-- Start of Records to process --
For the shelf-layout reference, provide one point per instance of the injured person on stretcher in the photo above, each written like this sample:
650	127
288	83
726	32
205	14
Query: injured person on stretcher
-- End of Records to process --
* [Problem to solve]: Rewrite the lines above as a Markdown table with the columns "No." and "Line", numbering each row and omitting any blank lines.

* [Exercise response]:
| No. | Line |
|---|---|
| 1 | For the shelf-layout reference, provide one point per instance of the injured person on stretcher in the photo above, each written like this sample: |
| 2 | 650	127 |
| 3 | 288	83 |
| 4 | 726	32 |
| 5 | 205	14 |
| 6 | Query: injured person on stretcher |